**Work required**
Go through the material below, noting each line where the string "front" appears, and give only the total.
BEGIN Records shown
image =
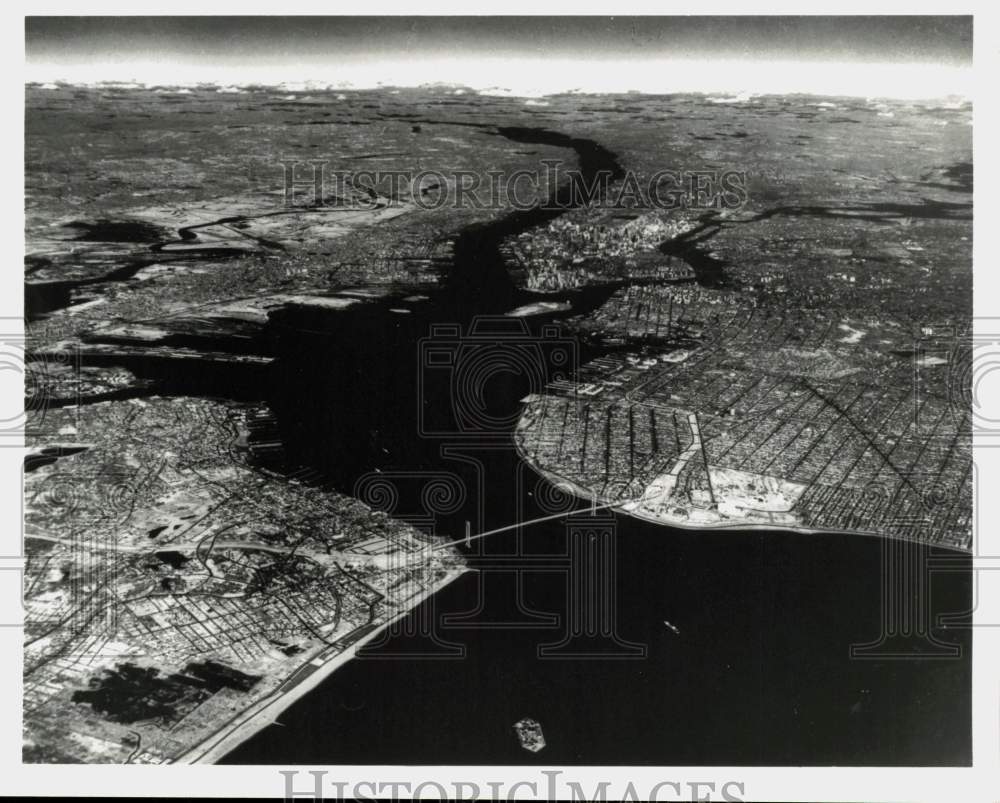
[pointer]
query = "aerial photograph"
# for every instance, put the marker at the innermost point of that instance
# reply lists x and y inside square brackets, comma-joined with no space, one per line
[445,390]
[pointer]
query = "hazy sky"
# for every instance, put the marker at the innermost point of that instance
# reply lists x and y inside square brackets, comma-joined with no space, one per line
[554,53]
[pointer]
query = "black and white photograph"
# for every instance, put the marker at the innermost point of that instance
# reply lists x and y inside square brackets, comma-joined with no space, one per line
[501,390]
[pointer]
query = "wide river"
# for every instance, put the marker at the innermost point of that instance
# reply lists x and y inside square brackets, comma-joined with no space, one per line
[758,671]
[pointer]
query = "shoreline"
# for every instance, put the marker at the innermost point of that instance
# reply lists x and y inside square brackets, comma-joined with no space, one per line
[266,711]
[621,508]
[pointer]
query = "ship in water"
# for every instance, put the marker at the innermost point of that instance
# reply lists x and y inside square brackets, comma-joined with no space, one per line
[529,734]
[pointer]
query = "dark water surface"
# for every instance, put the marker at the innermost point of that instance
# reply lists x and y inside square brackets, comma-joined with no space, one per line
[760,672]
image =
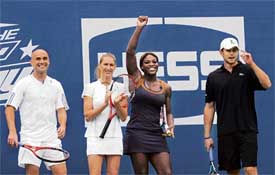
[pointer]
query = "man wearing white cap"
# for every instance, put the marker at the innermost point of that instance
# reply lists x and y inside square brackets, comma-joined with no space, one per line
[230,92]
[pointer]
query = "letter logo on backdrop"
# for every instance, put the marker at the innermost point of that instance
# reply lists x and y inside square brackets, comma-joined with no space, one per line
[15,54]
[187,47]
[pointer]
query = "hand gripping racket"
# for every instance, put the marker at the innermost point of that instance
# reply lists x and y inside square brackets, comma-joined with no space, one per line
[48,154]
[129,86]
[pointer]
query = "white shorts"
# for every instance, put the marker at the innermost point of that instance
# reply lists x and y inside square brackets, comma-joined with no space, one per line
[25,156]
[106,146]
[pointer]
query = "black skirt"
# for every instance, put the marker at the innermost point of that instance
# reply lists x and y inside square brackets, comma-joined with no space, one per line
[144,141]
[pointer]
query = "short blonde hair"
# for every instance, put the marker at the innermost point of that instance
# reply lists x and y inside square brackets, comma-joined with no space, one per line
[97,70]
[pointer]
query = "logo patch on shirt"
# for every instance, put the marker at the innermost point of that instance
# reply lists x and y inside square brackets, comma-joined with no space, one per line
[241,74]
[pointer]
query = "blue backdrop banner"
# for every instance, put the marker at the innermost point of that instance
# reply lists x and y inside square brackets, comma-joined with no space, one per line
[184,34]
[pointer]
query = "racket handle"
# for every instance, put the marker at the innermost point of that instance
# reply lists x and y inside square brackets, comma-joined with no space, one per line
[104,130]
[211,154]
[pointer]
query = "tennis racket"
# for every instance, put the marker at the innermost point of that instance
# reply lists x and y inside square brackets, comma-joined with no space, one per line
[129,88]
[212,168]
[48,154]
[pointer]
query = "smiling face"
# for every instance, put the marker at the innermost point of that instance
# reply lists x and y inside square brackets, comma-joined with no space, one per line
[40,62]
[230,56]
[150,64]
[107,66]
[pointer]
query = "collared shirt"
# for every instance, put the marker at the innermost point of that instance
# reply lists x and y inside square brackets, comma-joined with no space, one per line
[97,91]
[233,94]
[37,102]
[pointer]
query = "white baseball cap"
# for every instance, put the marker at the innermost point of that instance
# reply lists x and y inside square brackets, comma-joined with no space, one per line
[229,43]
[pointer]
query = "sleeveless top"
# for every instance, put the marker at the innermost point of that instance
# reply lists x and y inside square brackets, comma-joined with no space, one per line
[146,106]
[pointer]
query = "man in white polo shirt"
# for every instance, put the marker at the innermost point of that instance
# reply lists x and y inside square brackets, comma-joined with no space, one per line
[38,98]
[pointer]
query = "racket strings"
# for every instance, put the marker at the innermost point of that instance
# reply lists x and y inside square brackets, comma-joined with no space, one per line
[52,154]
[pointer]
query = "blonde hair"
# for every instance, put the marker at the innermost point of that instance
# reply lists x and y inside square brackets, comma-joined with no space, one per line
[97,69]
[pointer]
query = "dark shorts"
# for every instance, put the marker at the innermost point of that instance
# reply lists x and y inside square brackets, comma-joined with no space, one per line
[144,141]
[237,150]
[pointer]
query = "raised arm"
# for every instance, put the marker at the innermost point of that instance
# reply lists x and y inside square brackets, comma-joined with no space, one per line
[261,75]
[131,62]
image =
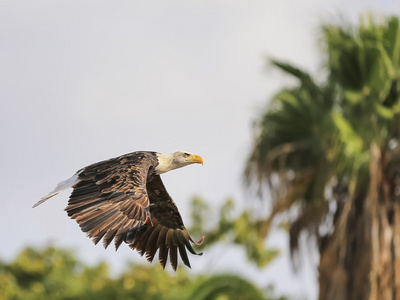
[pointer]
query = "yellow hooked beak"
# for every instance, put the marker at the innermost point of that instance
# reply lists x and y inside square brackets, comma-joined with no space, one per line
[195,159]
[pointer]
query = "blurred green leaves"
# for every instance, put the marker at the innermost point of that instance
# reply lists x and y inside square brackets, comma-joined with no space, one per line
[55,273]
[243,230]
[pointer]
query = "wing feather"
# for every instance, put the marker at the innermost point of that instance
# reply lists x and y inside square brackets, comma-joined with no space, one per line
[165,230]
[110,197]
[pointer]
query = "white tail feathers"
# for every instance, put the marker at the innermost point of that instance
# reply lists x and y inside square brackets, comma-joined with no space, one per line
[70,182]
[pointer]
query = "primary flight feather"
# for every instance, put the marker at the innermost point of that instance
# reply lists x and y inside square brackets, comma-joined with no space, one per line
[123,199]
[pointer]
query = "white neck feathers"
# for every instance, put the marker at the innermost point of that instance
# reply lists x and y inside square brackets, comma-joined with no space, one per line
[165,163]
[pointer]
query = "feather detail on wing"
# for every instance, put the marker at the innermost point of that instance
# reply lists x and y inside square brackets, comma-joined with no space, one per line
[110,199]
[165,230]
[63,185]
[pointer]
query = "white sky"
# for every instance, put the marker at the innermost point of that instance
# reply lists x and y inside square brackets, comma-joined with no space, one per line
[82,81]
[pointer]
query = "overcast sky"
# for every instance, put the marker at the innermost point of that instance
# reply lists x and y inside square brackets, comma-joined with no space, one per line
[82,81]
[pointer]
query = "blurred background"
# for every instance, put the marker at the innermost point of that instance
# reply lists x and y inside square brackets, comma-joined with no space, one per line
[292,104]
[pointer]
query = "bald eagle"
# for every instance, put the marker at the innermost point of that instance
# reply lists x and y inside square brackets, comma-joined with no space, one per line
[123,199]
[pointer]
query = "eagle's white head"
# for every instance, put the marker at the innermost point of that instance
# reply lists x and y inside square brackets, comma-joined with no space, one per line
[168,162]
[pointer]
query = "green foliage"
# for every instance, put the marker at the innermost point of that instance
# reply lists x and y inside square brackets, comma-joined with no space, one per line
[312,143]
[241,230]
[57,274]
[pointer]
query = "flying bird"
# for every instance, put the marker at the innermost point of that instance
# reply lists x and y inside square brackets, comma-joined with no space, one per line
[123,199]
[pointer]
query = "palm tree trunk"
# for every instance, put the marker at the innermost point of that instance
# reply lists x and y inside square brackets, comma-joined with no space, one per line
[361,260]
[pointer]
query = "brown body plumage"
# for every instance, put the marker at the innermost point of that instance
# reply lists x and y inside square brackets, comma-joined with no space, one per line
[123,199]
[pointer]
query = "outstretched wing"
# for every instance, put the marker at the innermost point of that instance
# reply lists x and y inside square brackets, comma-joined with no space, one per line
[110,198]
[164,231]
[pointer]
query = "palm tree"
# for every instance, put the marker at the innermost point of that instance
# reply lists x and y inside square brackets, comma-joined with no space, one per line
[329,153]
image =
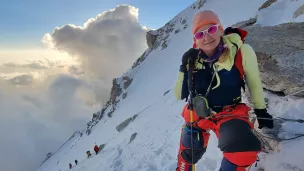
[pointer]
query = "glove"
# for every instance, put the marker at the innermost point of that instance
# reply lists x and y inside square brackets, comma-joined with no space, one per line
[264,122]
[191,54]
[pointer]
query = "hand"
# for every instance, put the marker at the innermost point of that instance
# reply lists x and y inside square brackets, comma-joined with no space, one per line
[264,122]
[191,55]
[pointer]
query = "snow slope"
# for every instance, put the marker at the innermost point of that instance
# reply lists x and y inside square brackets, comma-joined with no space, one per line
[159,122]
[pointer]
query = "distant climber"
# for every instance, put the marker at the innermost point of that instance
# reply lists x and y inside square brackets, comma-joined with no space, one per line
[89,153]
[96,149]
[76,162]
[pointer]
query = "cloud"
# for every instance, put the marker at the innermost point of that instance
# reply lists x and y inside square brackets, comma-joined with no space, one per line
[33,65]
[22,79]
[47,94]
[106,45]
[37,122]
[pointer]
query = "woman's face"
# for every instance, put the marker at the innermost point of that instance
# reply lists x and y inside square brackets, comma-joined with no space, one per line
[209,39]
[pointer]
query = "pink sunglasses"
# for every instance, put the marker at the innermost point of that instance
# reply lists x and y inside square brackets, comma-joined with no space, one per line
[211,30]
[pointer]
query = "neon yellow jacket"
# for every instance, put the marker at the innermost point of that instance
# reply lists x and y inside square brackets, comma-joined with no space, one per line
[226,61]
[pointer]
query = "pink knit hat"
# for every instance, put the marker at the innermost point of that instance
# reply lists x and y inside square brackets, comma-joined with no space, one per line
[203,18]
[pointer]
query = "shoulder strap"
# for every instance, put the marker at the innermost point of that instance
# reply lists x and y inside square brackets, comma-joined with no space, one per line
[238,61]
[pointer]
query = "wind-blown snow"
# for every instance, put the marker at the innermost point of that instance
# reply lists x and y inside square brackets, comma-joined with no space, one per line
[158,123]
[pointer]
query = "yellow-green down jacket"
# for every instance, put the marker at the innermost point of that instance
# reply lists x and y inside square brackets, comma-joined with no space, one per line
[226,89]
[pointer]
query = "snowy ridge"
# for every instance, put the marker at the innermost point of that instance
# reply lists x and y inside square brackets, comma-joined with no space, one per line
[158,120]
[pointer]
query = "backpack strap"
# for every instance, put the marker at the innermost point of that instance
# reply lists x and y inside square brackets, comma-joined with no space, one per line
[238,62]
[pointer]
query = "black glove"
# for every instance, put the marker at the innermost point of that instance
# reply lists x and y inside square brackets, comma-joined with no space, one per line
[264,122]
[191,54]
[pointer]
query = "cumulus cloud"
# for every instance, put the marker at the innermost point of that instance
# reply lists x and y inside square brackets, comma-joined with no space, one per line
[106,45]
[34,123]
[46,95]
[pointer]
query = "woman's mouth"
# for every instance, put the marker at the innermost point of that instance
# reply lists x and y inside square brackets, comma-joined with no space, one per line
[209,42]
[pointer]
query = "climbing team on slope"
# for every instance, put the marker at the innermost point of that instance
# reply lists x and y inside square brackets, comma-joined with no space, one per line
[213,73]
[96,149]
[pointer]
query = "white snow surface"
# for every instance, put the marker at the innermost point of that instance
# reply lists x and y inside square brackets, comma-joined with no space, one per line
[159,122]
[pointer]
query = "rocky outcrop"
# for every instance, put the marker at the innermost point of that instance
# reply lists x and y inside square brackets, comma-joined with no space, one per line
[125,123]
[267,4]
[280,51]
[151,38]
[298,12]
[115,91]
[133,136]
[127,81]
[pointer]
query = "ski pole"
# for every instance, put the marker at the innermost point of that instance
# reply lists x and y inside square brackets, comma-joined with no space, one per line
[190,105]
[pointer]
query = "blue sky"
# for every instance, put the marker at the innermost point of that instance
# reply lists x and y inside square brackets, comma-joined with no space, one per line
[24,22]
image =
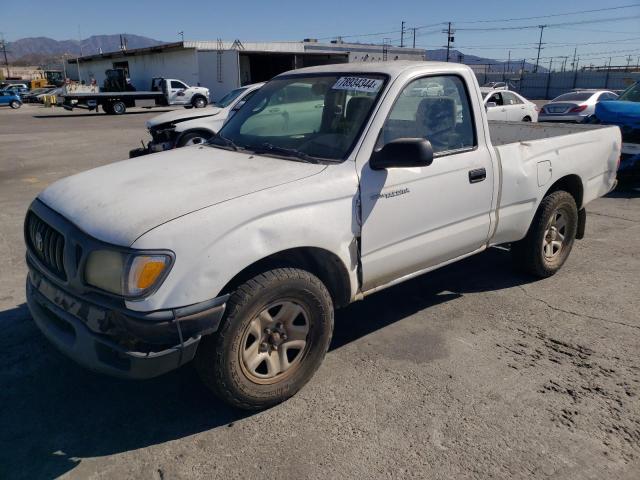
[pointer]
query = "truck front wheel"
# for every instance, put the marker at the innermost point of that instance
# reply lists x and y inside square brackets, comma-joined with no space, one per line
[118,108]
[276,331]
[199,101]
[550,238]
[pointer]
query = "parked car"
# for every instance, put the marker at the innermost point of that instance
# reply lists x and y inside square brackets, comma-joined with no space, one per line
[179,129]
[235,253]
[118,94]
[9,97]
[32,96]
[496,85]
[625,113]
[505,105]
[574,106]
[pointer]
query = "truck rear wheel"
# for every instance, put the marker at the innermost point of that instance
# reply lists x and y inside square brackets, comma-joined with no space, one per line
[550,238]
[276,331]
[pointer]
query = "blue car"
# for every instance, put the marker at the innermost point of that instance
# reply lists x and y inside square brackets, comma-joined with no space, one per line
[10,98]
[625,113]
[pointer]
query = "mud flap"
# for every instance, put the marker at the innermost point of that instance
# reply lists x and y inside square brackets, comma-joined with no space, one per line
[582,223]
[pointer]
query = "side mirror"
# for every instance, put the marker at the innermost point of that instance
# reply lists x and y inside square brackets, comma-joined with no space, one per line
[403,152]
[238,105]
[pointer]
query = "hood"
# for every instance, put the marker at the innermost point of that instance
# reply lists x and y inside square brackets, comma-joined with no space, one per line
[619,112]
[182,115]
[119,202]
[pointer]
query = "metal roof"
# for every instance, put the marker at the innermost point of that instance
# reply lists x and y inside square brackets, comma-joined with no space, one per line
[255,47]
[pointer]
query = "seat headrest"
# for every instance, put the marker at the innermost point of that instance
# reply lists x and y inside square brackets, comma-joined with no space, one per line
[437,113]
[358,108]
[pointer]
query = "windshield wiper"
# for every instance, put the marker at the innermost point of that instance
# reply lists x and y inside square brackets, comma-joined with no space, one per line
[227,142]
[290,152]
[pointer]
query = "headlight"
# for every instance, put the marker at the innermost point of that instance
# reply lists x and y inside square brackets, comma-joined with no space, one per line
[126,274]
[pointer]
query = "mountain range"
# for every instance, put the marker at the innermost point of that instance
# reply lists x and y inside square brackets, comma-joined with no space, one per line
[43,50]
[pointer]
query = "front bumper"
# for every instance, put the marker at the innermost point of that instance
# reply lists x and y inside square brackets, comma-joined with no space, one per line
[152,147]
[120,342]
[542,117]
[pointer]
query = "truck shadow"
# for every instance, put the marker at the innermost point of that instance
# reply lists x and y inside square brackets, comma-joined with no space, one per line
[98,114]
[54,413]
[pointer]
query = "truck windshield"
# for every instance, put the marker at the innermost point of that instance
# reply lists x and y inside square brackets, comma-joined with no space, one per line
[631,94]
[229,97]
[309,117]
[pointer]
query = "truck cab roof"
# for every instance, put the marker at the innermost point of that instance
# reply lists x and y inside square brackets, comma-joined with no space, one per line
[392,68]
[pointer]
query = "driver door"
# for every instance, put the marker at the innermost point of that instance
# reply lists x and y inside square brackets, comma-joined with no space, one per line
[176,93]
[497,112]
[419,217]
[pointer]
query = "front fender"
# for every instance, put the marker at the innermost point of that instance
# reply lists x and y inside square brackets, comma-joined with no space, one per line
[214,244]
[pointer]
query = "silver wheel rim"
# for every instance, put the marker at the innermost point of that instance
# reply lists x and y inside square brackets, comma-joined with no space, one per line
[194,141]
[275,342]
[554,235]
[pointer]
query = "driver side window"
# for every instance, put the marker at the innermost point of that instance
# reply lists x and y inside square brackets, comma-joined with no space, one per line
[441,115]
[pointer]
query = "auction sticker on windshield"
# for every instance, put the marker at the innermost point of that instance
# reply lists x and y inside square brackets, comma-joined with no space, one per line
[359,84]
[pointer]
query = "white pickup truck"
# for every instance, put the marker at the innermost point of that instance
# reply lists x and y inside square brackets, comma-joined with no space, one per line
[176,129]
[330,184]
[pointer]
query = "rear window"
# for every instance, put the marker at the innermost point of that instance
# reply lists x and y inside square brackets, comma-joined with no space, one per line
[572,97]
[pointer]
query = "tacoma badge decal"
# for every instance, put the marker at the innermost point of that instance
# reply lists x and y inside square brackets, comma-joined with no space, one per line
[391,194]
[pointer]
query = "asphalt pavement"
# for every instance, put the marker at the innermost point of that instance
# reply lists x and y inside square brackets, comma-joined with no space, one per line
[472,371]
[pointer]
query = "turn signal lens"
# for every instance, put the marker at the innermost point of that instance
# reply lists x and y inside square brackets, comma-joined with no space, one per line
[144,272]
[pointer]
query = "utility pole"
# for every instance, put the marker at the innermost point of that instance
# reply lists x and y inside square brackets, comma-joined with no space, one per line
[4,51]
[541,27]
[450,40]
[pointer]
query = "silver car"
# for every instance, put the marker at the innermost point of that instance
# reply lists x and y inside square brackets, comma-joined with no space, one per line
[574,106]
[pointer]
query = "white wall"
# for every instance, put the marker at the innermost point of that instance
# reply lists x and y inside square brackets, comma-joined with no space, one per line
[180,64]
[208,70]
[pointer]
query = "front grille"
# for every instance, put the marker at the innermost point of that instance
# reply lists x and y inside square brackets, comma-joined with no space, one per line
[162,134]
[46,244]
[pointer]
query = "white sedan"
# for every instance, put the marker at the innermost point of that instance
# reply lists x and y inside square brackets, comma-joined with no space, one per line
[506,105]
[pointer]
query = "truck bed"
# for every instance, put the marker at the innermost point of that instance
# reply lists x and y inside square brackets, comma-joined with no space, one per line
[136,94]
[503,133]
[533,156]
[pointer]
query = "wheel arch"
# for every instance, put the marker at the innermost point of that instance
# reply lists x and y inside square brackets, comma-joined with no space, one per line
[572,184]
[194,130]
[322,263]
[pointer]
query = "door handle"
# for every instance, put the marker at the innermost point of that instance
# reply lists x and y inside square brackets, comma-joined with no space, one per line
[477,175]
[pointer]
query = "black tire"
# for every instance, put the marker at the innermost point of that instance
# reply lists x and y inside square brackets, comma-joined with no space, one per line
[534,254]
[118,108]
[219,358]
[194,138]
[199,101]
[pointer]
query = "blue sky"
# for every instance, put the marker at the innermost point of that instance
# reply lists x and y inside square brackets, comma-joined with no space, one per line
[251,20]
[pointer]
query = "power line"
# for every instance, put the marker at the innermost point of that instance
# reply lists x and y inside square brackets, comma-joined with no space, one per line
[551,25]
[554,14]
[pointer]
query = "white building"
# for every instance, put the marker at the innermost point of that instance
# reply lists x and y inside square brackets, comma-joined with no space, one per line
[223,66]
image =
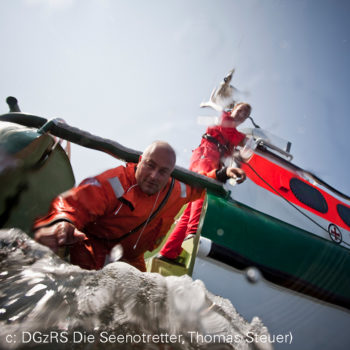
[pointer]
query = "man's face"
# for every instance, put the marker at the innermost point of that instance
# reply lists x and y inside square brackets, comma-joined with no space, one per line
[240,114]
[154,170]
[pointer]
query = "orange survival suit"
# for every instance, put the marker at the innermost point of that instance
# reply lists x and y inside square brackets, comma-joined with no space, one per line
[108,206]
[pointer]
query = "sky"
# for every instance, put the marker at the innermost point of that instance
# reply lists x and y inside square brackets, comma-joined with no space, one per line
[135,71]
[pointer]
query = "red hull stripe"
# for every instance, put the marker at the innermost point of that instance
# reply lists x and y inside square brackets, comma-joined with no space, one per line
[279,178]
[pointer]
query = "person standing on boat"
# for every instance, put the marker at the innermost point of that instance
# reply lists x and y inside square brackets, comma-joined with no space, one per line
[117,207]
[217,143]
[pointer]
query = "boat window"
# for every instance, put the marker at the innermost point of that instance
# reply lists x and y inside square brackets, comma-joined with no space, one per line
[308,195]
[344,213]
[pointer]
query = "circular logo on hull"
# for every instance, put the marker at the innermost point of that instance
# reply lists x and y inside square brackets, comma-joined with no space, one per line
[335,233]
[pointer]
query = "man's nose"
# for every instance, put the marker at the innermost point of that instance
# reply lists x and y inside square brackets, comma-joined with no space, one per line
[154,174]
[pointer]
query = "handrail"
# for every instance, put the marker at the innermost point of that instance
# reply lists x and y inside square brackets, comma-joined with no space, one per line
[113,148]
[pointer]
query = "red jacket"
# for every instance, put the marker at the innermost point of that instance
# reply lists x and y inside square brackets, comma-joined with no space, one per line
[207,156]
[109,205]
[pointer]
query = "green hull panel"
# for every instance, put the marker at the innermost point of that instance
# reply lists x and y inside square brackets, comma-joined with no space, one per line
[40,171]
[281,249]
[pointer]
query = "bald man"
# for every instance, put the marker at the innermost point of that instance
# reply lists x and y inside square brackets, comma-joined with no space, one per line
[132,205]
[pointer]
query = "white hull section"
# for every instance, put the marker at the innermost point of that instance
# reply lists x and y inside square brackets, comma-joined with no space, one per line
[269,203]
[311,324]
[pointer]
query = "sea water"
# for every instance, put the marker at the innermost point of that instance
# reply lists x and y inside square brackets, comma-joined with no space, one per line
[46,303]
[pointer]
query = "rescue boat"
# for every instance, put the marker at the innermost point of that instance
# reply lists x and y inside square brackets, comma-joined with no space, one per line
[277,246]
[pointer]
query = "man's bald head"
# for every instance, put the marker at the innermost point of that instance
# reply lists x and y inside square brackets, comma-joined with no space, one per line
[154,169]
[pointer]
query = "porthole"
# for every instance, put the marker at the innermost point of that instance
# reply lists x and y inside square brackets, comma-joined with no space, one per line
[344,213]
[308,195]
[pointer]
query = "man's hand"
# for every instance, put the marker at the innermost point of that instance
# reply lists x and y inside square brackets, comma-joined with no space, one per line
[58,235]
[236,173]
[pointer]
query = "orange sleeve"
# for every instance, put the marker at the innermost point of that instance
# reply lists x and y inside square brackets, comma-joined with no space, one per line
[80,205]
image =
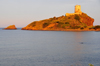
END Records shown
**Response to this task**
4